MATERIAL:
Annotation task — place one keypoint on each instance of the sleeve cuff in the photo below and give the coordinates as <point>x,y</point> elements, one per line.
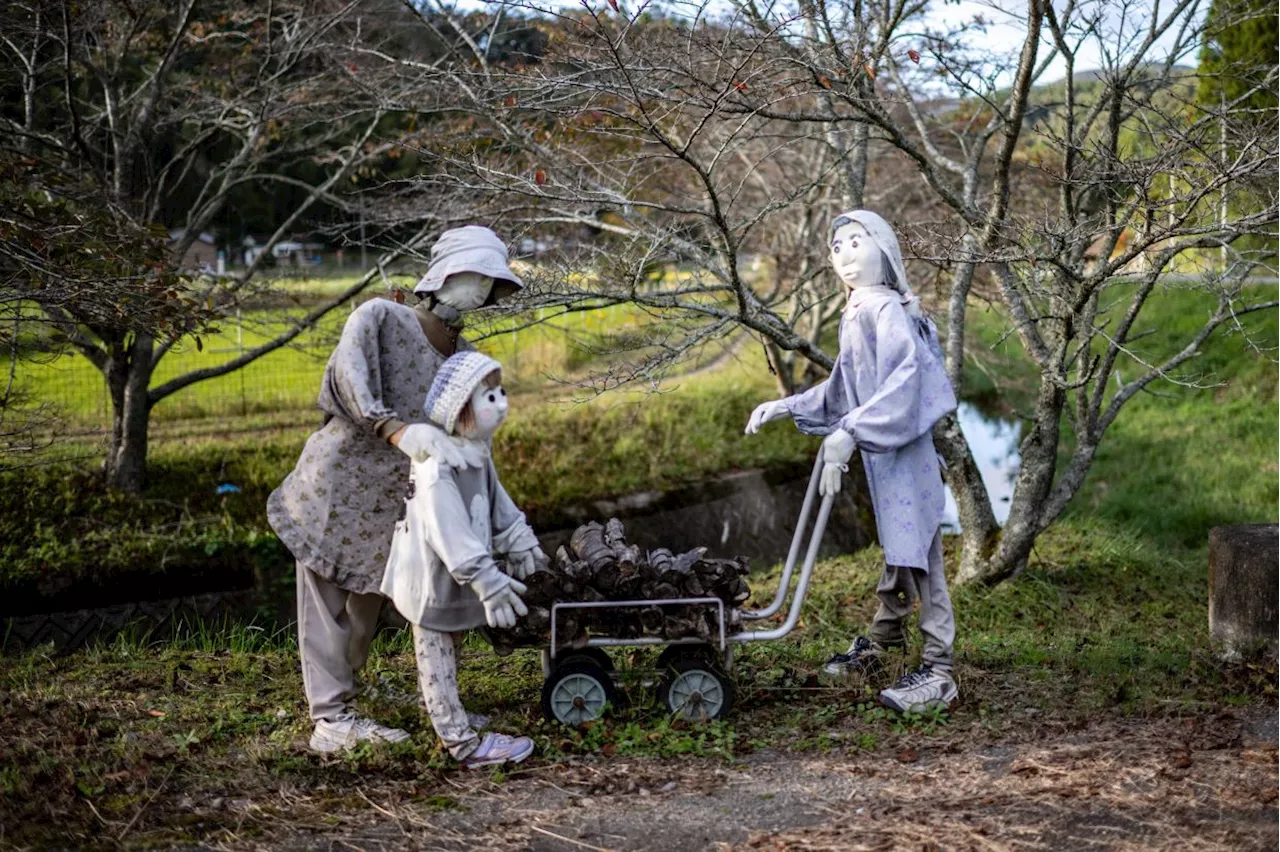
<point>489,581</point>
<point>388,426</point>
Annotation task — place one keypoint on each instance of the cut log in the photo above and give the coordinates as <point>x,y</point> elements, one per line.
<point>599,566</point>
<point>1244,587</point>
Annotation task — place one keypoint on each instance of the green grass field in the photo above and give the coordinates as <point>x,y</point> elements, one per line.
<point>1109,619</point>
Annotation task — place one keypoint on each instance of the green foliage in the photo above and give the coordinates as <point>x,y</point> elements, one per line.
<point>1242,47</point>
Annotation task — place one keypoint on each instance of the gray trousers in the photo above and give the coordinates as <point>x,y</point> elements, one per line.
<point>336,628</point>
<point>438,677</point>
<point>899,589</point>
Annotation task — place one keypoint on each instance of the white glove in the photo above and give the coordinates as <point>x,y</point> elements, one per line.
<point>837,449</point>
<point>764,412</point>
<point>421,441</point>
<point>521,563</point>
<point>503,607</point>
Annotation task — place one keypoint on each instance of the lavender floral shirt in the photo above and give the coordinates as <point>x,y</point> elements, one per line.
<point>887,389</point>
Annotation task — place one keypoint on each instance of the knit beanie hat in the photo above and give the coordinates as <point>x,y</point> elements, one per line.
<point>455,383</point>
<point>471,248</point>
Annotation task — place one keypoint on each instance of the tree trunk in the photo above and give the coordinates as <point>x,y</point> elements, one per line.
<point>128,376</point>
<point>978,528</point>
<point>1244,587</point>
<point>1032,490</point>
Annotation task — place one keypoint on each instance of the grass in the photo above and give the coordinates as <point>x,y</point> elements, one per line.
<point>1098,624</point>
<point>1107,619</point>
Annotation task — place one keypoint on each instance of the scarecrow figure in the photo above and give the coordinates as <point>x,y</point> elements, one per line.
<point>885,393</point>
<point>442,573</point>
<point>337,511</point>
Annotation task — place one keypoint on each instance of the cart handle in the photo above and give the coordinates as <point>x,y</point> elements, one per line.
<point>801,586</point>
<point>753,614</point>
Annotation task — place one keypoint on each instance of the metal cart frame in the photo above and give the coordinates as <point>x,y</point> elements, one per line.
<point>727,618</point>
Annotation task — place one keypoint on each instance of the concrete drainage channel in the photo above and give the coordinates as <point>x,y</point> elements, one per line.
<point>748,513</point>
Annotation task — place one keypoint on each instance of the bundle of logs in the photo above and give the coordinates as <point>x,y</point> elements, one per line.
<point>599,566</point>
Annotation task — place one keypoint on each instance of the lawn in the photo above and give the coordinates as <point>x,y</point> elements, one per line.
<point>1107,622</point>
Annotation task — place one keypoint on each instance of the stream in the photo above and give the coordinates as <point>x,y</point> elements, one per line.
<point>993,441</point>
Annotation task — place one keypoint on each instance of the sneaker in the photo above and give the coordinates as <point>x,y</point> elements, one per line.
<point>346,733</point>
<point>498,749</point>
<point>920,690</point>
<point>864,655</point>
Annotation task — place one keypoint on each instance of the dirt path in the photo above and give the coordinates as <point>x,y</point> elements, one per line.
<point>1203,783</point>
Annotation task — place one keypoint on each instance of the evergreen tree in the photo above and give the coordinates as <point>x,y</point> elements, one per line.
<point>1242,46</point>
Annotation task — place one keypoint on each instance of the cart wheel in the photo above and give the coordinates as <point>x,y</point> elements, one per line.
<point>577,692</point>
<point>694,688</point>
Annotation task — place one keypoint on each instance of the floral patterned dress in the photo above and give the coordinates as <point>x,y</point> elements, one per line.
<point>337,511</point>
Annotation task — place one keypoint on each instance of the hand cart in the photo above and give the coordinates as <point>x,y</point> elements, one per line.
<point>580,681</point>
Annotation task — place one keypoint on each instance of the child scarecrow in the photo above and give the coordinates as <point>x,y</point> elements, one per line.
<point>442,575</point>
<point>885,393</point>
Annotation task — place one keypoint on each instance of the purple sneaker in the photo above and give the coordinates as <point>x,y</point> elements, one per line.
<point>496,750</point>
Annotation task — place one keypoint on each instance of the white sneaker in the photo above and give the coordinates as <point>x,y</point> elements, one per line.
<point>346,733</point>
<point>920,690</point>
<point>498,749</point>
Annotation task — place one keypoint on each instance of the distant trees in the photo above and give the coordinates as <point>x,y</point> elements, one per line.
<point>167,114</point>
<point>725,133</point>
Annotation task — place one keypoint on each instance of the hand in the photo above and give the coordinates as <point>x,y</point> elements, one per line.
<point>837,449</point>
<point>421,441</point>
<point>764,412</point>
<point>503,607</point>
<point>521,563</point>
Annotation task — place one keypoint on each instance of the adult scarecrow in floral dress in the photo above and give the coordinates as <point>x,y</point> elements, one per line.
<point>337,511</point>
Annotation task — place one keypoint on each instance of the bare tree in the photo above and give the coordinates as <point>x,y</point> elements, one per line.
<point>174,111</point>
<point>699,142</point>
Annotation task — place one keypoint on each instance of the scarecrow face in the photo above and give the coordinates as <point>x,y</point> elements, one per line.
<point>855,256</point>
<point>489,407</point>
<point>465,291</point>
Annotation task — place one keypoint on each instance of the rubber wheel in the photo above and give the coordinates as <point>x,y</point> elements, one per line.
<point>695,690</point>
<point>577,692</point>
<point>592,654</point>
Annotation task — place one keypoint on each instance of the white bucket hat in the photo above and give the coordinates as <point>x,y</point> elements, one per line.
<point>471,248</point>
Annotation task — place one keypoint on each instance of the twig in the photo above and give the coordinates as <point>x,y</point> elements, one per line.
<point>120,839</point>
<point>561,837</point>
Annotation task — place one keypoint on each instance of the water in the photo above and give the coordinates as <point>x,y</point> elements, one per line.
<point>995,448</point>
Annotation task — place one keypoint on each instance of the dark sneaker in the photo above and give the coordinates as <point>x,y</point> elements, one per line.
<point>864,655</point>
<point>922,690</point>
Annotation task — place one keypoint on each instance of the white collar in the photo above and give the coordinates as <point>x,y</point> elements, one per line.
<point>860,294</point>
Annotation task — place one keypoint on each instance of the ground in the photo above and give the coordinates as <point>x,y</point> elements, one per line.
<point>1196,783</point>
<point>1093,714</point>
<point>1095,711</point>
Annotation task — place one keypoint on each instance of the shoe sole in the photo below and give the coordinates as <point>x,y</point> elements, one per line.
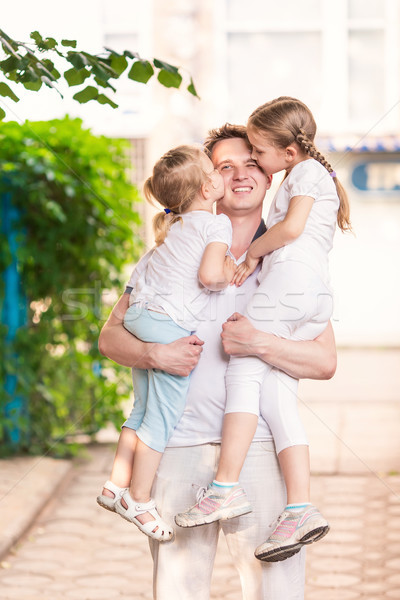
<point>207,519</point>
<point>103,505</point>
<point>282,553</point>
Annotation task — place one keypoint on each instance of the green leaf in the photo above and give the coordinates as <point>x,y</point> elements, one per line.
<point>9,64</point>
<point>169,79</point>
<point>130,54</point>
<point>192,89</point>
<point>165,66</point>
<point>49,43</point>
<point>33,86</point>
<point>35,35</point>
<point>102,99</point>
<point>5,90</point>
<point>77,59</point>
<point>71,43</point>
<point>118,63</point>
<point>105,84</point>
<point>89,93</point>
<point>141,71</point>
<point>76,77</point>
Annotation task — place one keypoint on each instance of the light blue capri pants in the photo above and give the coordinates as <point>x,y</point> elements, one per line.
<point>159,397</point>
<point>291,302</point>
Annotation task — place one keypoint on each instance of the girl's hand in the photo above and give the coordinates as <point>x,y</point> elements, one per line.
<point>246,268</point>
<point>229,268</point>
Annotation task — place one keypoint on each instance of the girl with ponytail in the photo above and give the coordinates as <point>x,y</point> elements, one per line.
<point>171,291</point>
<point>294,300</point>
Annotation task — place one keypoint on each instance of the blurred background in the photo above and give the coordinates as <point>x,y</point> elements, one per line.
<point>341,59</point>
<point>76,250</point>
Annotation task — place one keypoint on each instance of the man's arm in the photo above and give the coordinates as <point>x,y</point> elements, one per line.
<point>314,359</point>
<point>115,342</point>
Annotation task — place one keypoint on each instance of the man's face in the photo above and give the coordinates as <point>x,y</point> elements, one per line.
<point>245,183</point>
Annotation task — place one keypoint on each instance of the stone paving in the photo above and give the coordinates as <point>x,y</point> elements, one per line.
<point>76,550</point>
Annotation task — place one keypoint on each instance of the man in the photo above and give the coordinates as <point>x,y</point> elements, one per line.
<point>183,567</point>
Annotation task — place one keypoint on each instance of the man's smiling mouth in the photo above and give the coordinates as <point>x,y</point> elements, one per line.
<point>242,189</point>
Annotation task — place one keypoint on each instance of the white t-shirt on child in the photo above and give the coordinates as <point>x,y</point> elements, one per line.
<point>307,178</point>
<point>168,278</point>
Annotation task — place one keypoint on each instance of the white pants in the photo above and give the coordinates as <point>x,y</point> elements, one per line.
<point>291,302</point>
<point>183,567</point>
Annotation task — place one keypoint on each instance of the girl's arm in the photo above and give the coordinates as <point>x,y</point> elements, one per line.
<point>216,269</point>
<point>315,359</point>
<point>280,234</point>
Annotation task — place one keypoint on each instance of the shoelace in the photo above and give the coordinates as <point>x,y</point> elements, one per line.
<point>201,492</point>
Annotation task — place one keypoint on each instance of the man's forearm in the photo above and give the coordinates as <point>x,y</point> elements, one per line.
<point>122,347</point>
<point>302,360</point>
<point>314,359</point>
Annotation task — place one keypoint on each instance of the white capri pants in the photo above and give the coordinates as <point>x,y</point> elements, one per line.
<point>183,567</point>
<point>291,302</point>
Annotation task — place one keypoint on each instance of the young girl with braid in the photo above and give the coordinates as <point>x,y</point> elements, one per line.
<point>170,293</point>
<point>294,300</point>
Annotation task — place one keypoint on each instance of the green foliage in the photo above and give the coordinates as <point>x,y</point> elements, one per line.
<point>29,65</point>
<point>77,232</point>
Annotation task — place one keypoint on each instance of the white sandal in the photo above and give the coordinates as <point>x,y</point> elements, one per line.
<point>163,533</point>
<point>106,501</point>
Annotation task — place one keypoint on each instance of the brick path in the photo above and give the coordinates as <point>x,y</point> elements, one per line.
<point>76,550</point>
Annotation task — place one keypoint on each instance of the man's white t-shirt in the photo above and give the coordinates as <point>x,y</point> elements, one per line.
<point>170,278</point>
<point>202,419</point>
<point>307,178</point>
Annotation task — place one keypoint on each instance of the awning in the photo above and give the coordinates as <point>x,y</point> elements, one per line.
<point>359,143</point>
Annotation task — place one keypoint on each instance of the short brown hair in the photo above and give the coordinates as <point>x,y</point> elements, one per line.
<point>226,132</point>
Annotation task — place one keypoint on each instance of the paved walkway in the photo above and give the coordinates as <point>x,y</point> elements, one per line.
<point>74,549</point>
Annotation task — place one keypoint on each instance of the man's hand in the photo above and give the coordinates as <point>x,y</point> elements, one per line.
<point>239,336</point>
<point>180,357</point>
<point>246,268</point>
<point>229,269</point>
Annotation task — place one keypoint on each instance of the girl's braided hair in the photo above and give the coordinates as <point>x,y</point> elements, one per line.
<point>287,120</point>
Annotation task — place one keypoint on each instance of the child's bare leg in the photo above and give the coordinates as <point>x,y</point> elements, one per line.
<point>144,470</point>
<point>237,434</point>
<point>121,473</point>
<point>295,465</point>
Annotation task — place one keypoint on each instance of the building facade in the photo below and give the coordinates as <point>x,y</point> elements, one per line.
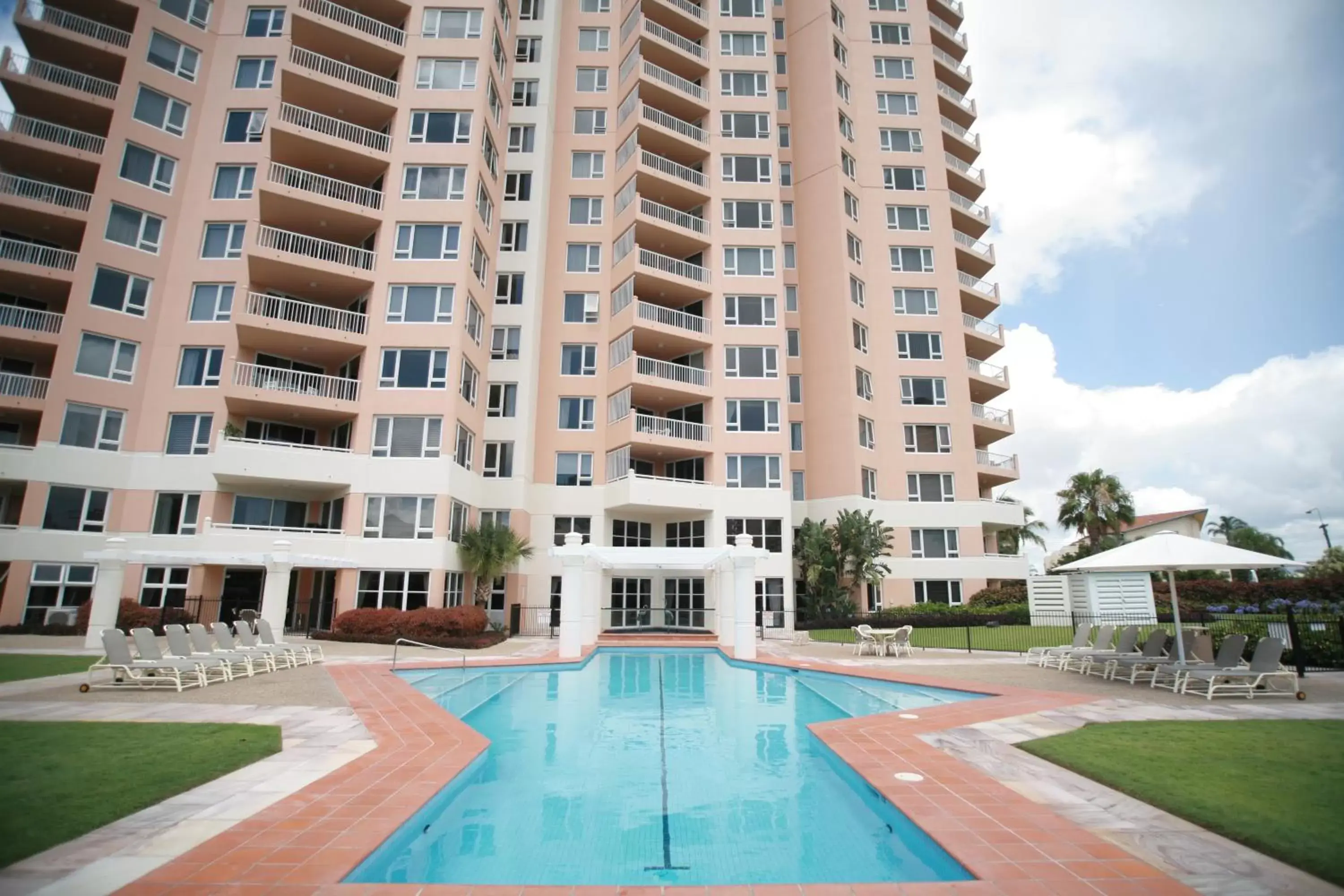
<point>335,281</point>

OBJECTIVE:
Copy everything from the line containing "the white bucket" down to the line containing "<point>860,294</point>", replacing "keypoint" with "marker" and changing nothing else.

EXERCISE RESPONSE:
Annotation task — place one marker on each instance of the white bucket hat in the photo above and give the coordinates as <point>x,y</point> elements, one per line.
<point>471,248</point>
Annotation task — place one marker on each instance of the twig in the photo above and give the coordinates as <point>x,y</point> elements, one per line.
<point>120,839</point>
<point>561,837</point>
Annotation task — place one marker on each instance of the water in the photo above and give the coordinates as <point>x,y</point> elements, one per line.
<point>995,448</point>
Annotation task — place one marker on each instance of the dark sneaker in the photo above and give the coordinates as <point>x,y</point> elements, one per line.
<point>864,655</point>
<point>922,690</point>
Annotation task — place one marker on each instance of the white collar in the photo above and give the coordinates as <point>x,y</point> elements, one per line.
<point>860,294</point>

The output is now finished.